▶ **Written task 1**: Which hardware platform does the passage on building a GUI with Embox name for its simple application?

▶ **Selected extract**:
There is a Qt port on Embox which has been launched on MCU. We managed to achieve pretty smooth animation in this example, but it requires a lot of memory for code therefore we had to run the example from external QSPI flash. Of course, when a complex and multifunctional interface is required, then the cost of hardware resources can be quite justified (especially if you already have this code developed for Qt).

But what if powerful Qt functionality isn’t required? What if you need four buttons, a single slider, and a pair of popup menus, and of course you want it to be “pretty and quick”? In this case, it would be more practical to use more lightweight tools, for instance, lvgl or similar.

Embox has a port of a very lightweight GUI framework — Nuklear. Therefore, we decided to use it to design a simple application with several widgets and touchscreen. Also, we use STM32F7-Discovery as a hardware platform.

Naive optimizations. Reducing memory requirements.

So the GUI framework and hardware platform were chosen. It’s time to analyze how many resources are required. It should be noted that since the internal RAM is several times faster than the external SDRAM, the data, including video memory, should be placed in the internal RAM. The screen is 480x272, so if we want to use a 4-byte pixel format, it will need about 512KB of RAM. Our chip has 320kB RAM, so we have to use external RAM. On the other hand, we can use the 16 bits per pixel format, so less than 256KB of RAM is required, and therefore we can try to use the internal RAM.

▶ **Written task 2**: Return every line of the records below that contains the word "eyebrow", treating uppercase and lowercase as different.

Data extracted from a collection
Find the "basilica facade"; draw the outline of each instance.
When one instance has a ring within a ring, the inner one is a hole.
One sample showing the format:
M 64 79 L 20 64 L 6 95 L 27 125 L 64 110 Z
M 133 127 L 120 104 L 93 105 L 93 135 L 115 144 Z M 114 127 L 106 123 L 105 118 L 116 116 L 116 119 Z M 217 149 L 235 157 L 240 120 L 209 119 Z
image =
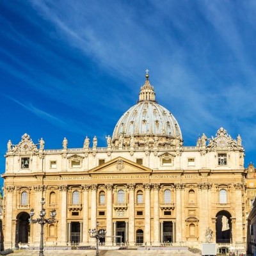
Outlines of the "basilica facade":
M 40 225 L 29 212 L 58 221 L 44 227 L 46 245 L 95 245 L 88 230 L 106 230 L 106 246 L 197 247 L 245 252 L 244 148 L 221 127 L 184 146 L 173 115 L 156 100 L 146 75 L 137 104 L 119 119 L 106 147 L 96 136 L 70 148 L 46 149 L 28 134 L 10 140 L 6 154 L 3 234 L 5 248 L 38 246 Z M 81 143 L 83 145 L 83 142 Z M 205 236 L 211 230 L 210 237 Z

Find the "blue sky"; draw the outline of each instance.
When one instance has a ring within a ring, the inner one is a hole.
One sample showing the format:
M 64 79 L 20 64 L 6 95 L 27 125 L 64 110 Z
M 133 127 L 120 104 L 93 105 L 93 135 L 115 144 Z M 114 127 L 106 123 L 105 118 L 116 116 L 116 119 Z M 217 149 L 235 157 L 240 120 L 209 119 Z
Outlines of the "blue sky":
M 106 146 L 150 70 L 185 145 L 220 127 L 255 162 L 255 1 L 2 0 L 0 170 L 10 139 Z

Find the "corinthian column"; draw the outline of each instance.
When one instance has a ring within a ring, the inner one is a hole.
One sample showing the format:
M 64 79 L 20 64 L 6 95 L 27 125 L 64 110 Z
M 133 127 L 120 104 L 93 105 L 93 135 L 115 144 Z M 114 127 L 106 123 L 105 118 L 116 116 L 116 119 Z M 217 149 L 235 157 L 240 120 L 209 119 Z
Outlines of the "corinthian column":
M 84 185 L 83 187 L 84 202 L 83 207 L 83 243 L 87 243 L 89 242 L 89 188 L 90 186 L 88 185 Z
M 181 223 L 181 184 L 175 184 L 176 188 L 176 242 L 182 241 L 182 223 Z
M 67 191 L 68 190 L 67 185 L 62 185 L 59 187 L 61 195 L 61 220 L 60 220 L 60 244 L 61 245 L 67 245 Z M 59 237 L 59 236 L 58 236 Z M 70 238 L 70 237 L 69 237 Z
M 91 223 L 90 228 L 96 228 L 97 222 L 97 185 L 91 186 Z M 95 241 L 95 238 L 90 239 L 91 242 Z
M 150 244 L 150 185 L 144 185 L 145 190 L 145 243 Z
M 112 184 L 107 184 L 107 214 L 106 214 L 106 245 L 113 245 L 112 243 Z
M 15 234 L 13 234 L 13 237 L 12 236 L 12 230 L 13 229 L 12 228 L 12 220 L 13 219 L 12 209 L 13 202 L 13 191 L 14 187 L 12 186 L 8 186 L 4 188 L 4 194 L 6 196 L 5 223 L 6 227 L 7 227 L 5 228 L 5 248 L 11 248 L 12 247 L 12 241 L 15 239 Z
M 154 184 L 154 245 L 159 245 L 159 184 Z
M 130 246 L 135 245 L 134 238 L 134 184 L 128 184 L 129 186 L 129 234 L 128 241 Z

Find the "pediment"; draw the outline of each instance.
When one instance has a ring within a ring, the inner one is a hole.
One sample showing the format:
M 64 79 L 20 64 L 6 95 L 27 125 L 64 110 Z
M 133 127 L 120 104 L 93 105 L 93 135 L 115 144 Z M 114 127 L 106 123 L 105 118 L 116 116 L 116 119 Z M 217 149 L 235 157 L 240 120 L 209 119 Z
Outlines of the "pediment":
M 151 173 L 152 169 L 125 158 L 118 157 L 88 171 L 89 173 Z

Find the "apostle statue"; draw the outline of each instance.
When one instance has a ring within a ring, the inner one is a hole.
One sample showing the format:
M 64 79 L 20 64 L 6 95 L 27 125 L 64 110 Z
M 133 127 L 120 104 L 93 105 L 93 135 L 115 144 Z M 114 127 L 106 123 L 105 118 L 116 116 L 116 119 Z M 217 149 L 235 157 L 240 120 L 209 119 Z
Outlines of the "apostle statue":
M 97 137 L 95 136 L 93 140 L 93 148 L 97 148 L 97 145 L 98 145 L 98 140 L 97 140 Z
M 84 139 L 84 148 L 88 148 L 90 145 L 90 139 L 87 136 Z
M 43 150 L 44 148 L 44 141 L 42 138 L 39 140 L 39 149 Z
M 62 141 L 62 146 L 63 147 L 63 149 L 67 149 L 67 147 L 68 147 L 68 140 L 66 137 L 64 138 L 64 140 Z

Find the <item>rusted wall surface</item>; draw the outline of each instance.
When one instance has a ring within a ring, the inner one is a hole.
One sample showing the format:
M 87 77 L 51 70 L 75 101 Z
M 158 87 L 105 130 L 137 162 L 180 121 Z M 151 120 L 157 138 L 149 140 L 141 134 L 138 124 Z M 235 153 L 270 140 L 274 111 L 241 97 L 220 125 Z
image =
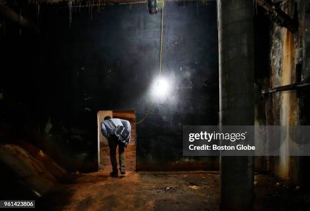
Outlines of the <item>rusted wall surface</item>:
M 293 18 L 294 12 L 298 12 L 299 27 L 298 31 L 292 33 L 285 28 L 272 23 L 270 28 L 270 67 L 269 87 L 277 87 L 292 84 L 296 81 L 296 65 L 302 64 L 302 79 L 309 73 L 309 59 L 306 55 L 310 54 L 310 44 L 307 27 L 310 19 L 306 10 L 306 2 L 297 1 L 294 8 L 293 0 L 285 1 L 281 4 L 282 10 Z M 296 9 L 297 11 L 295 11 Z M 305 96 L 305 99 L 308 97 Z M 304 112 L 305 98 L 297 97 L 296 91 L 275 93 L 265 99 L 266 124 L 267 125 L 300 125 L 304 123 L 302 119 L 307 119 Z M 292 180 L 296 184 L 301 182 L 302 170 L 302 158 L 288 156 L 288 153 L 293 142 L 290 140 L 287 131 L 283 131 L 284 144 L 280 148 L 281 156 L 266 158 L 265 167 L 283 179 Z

* * *

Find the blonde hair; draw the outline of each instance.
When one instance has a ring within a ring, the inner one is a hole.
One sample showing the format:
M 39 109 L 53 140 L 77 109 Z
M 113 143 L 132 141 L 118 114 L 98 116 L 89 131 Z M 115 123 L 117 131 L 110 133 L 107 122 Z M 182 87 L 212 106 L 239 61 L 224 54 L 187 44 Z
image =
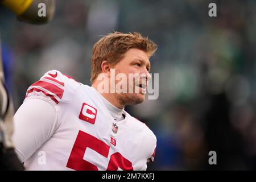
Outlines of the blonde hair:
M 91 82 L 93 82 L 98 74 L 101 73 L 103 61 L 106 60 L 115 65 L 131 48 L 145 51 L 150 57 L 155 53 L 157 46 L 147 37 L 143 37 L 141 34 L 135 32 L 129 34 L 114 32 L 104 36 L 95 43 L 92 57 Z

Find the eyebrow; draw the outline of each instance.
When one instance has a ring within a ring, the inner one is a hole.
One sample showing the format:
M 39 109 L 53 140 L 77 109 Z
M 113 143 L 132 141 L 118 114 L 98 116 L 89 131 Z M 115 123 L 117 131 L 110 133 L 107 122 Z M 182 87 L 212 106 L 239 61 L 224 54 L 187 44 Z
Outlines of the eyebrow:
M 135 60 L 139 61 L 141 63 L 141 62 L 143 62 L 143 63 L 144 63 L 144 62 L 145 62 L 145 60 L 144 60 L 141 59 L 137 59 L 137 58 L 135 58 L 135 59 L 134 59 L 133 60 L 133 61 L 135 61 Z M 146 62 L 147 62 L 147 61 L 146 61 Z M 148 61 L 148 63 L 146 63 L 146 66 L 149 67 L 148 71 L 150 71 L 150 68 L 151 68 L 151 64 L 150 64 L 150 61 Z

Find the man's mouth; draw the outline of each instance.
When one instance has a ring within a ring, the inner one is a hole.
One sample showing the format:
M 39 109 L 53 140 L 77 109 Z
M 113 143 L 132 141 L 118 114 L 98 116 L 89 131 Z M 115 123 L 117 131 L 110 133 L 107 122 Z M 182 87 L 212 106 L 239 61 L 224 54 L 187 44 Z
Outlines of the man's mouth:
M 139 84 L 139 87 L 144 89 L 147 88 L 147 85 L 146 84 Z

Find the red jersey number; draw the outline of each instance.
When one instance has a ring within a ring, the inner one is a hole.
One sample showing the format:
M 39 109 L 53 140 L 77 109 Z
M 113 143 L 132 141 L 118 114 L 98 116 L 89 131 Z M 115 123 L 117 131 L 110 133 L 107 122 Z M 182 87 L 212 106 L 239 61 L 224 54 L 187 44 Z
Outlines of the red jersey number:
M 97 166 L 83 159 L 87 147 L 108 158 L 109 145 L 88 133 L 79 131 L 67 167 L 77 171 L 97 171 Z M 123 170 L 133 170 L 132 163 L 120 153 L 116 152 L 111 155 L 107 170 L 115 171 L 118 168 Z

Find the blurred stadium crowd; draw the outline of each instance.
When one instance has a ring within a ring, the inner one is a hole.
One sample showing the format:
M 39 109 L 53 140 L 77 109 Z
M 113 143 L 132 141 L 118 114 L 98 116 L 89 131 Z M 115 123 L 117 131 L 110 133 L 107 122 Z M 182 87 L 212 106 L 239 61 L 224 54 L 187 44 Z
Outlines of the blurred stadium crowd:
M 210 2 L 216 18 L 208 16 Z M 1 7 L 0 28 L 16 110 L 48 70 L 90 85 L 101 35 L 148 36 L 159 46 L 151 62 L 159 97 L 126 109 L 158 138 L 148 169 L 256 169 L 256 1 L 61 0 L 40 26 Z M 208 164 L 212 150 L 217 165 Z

▶ **Task result 1**: STM32F7-Discovery

▶ **Task result 2**:
Find the eyebrow; draw the outline of each instance.
Outlines of the eyebrow:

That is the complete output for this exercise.